Can you copy the items verbatim, starting with the line that contains "job: give the outline of every instance of the dried" and going on through the end of the items, with the pictures left out?

#### Input records
--- BEGIN ---

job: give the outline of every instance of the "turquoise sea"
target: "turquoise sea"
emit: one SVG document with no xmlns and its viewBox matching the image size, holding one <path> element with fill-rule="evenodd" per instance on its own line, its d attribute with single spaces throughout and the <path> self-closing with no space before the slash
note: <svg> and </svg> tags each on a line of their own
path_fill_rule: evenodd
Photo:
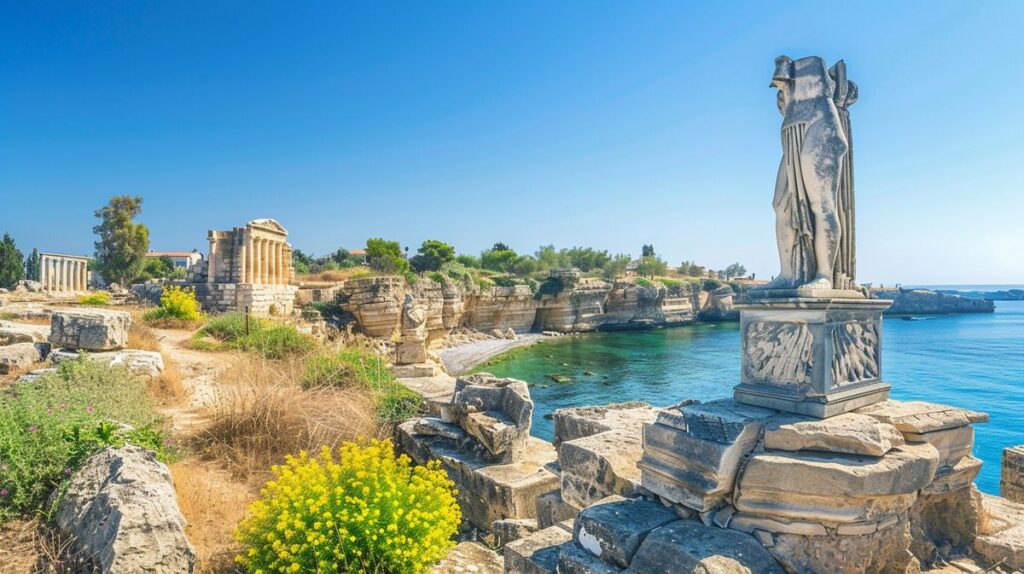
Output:
<svg viewBox="0 0 1024 574">
<path fill-rule="evenodd" d="M 997 302 L 992 314 L 887 317 L 882 353 L 893 398 L 990 414 L 990 423 L 975 427 L 974 452 L 985 462 L 978 487 L 998 493 L 1002 448 L 1024 444 L 1024 302 Z M 561 407 L 731 396 L 739 379 L 738 323 L 566 337 L 512 351 L 480 370 L 529 383 L 532 432 L 551 440 L 545 415 Z M 551 374 L 570 382 L 555 383 Z"/>
</svg>

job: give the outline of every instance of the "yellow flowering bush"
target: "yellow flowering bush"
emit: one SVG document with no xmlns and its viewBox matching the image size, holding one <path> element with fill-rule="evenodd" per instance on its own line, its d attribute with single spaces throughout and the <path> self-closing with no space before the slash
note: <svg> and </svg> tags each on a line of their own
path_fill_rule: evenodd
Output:
<svg viewBox="0 0 1024 574">
<path fill-rule="evenodd" d="M 418 574 L 455 545 L 454 483 L 436 460 L 396 457 L 391 441 L 301 452 L 273 475 L 236 531 L 236 561 L 254 574 Z"/>
</svg>

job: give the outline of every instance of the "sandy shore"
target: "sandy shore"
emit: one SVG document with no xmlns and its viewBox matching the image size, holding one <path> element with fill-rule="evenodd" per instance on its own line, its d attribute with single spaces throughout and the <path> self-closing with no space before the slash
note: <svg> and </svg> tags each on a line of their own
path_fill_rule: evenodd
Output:
<svg viewBox="0 0 1024 574">
<path fill-rule="evenodd" d="M 547 337 L 526 333 L 518 336 L 515 340 L 509 339 L 488 339 L 486 341 L 474 341 L 458 347 L 443 349 L 437 352 L 444 368 L 452 374 L 465 372 L 487 359 L 500 355 L 510 349 L 518 347 L 528 347 L 539 341 L 548 339 Z"/>
</svg>

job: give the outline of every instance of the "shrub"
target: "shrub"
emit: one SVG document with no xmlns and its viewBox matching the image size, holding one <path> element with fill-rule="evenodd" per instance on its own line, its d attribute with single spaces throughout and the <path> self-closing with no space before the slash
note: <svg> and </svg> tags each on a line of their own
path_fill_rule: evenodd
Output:
<svg viewBox="0 0 1024 574">
<path fill-rule="evenodd" d="M 160 307 L 146 311 L 142 320 L 152 323 L 191 323 L 203 320 L 196 292 L 188 288 L 166 286 L 160 295 Z"/>
<path fill-rule="evenodd" d="M 273 474 L 236 533 L 249 572 L 418 574 L 455 545 L 454 484 L 436 460 L 396 457 L 390 441 L 301 452 Z"/>
<path fill-rule="evenodd" d="M 104 446 L 130 442 L 166 459 L 164 436 L 145 384 L 124 366 L 81 358 L 15 384 L 0 396 L 0 522 L 40 509 Z"/>
<path fill-rule="evenodd" d="M 396 423 L 419 412 L 423 399 L 398 383 L 380 355 L 366 347 L 310 355 L 300 379 L 303 388 L 360 388 L 371 392 L 377 418 Z"/>
<path fill-rule="evenodd" d="M 206 338 L 213 338 L 211 342 Z M 213 317 L 193 337 L 193 347 L 199 349 L 238 349 L 270 359 L 281 359 L 292 354 L 312 351 L 315 343 L 302 335 L 294 325 L 275 323 L 243 313 L 224 313 Z"/>
<path fill-rule="evenodd" d="M 78 303 L 80 305 L 90 305 L 90 306 L 102 306 L 106 305 L 111 301 L 111 294 L 105 291 L 97 291 L 96 293 L 90 293 L 89 295 L 82 295 L 78 298 Z"/>
</svg>

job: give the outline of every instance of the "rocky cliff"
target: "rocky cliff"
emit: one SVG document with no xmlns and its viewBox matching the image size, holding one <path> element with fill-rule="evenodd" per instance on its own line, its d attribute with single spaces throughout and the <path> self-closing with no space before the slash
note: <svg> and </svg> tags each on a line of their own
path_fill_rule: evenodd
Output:
<svg viewBox="0 0 1024 574">
<path fill-rule="evenodd" d="M 991 301 L 968 299 L 928 290 L 873 290 L 871 298 L 892 301 L 893 306 L 886 310 L 886 314 L 889 315 L 991 313 L 995 310 L 995 305 Z"/>
<path fill-rule="evenodd" d="M 394 335 L 407 294 L 426 311 L 432 338 L 460 327 L 580 333 L 729 320 L 736 315 L 728 285 L 705 291 L 689 283 L 609 283 L 579 271 L 556 271 L 544 286 L 535 294 L 526 285 L 479 288 L 429 278 L 410 285 L 402 277 L 367 277 L 345 281 L 335 301 L 364 333 L 382 338 Z"/>
</svg>

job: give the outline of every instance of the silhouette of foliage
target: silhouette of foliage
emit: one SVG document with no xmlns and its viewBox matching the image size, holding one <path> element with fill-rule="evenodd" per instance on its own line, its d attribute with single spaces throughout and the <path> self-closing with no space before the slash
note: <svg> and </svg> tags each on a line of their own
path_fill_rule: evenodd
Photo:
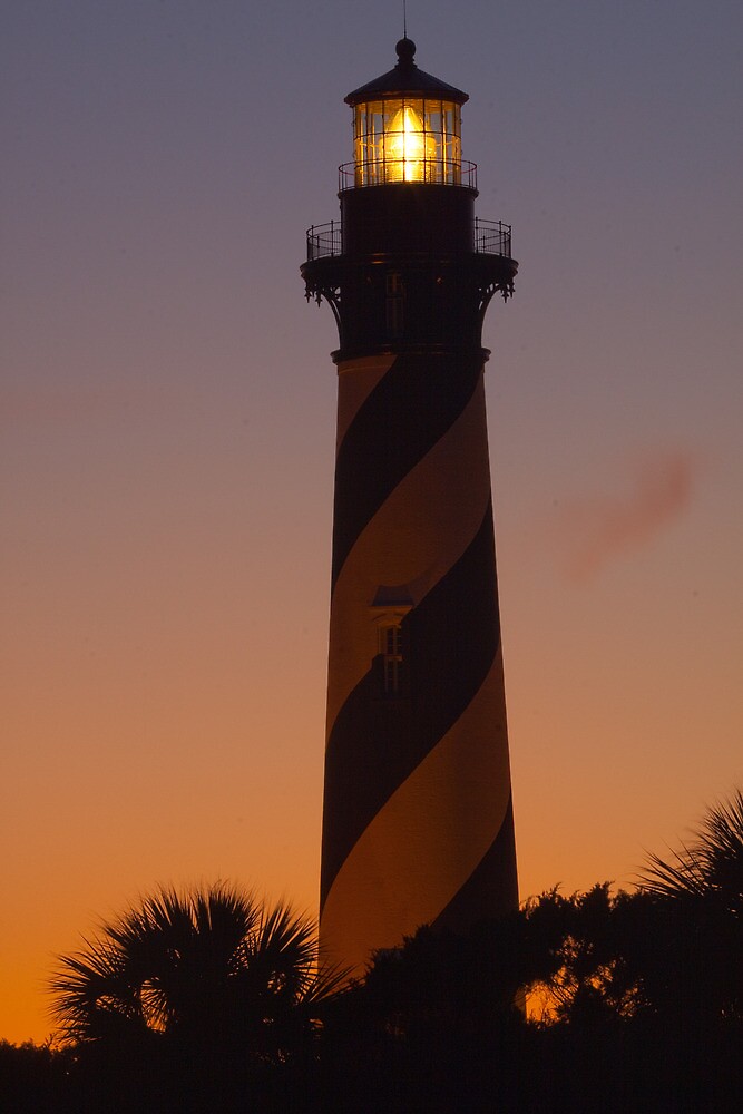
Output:
<svg viewBox="0 0 743 1114">
<path fill-rule="evenodd" d="M 317 967 L 309 920 L 216 885 L 146 897 L 60 957 L 51 991 L 63 1039 L 102 1092 L 144 1107 L 159 1081 L 178 1108 L 208 1110 L 262 1071 L 313 1059 L 340 985 Z"/>
<path fill-rule="evenodd" d="M 671 860 L 651 854 L 639 883 L 658 897 L 704 898 L 743 916 L 743 793 L 711 808 L 693 841 Z"/>
</svg>

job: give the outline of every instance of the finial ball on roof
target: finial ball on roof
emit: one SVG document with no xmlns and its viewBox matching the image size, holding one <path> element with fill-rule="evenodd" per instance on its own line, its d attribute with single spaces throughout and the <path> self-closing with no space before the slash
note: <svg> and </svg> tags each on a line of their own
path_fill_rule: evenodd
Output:
<svg viewBox="0 0 743 1114">
<path fill-rule="evenodd" d="M 400 66 L 412 66 L 413 56 L 416 53 L 416 43 L 412 39 L 400 39 L 397 47 L 394 48 L 398 58 L 400 59 Z"/>
</svg>

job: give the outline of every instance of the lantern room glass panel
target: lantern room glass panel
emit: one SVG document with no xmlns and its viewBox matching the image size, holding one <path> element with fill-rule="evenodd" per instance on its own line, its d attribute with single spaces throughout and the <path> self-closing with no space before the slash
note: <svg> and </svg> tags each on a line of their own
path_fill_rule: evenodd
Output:
<svg viewBox="0 0 743 1114">
<path fill-rule="evenodd" d="M 459 105 L 399 97 L 369 100 L 353 114 L 354 182 L 461 182 Z"/>
</svg>

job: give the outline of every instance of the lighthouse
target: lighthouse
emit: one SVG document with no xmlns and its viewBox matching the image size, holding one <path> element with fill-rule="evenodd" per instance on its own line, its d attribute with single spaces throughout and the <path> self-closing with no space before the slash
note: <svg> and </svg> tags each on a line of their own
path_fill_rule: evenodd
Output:
<svg viewBox="0 0 743 1114">
<path fill-rule="evenodd" d="M 345 98 L 301 268 L 339 332 L 320 937 L 358 974 L 518 905 L 481 343 L 517 263 L 475 215 L 467 94 L 414 55 Z"/>
</svg>

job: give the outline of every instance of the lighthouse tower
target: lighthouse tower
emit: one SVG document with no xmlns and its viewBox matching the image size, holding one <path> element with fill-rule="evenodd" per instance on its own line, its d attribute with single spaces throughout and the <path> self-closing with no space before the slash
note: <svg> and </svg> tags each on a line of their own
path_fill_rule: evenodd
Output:
<svg viewBox="0 0 743 1114">
<path fill-rule="evenodd" d="M 339 330 L 320 934 L 359 973 L 518 901 L 481 346 L 517 264 L 475 216 L 467 94 L 414 52 L 345 98 L 341 218 L 302 266 Z"/>
</svg>

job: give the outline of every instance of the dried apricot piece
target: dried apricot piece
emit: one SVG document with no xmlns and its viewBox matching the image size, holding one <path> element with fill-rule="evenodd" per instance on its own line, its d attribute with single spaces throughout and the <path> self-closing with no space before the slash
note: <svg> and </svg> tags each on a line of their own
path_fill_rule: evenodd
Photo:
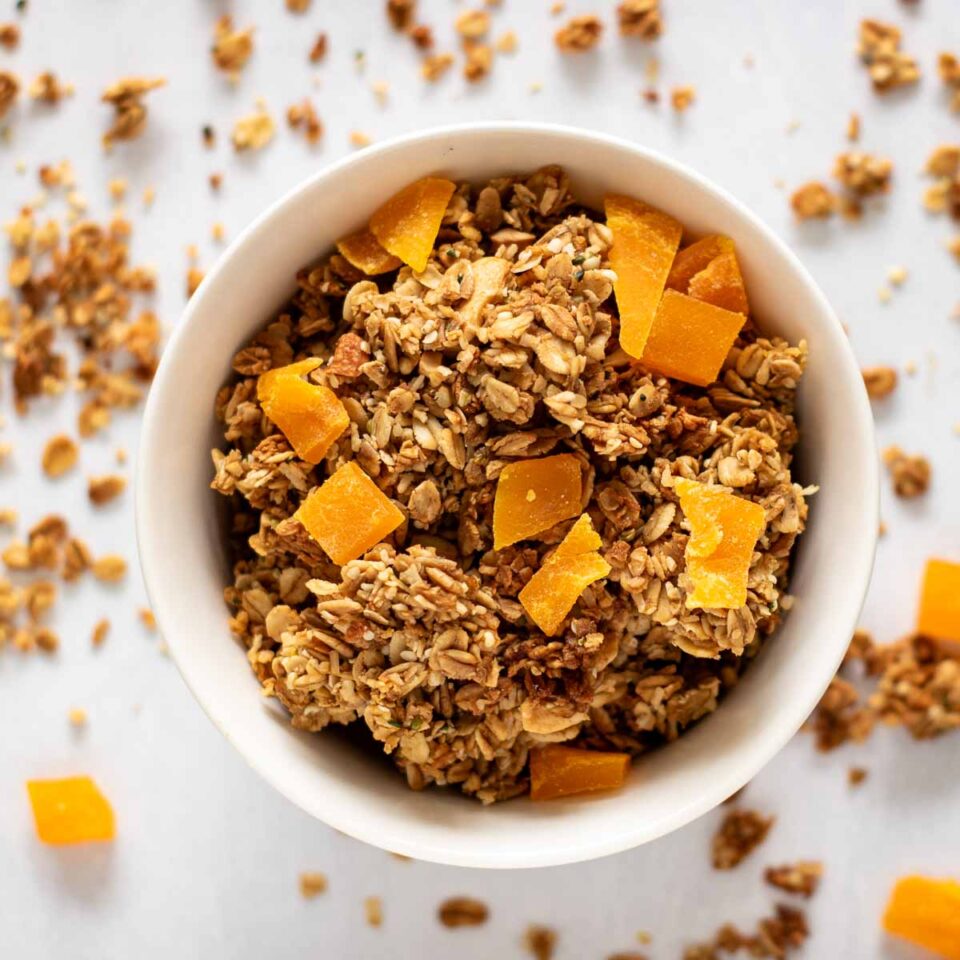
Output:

--- END ---

#### Task output
job: give the outline of every instance of the dried apricot piece
target: dried apricot piece
emit: one SVG document with no xmlns and its viewBox matching the image size, holding one <path> element with fill-rule="evenodd" per instance on its own line, its d attribute with single spaces throughout and the <path> self-closing with no space before the slash
note: <svg> and </svg> tags each on a line of their own
path_fill_rule: evenodd
Photo:
Output:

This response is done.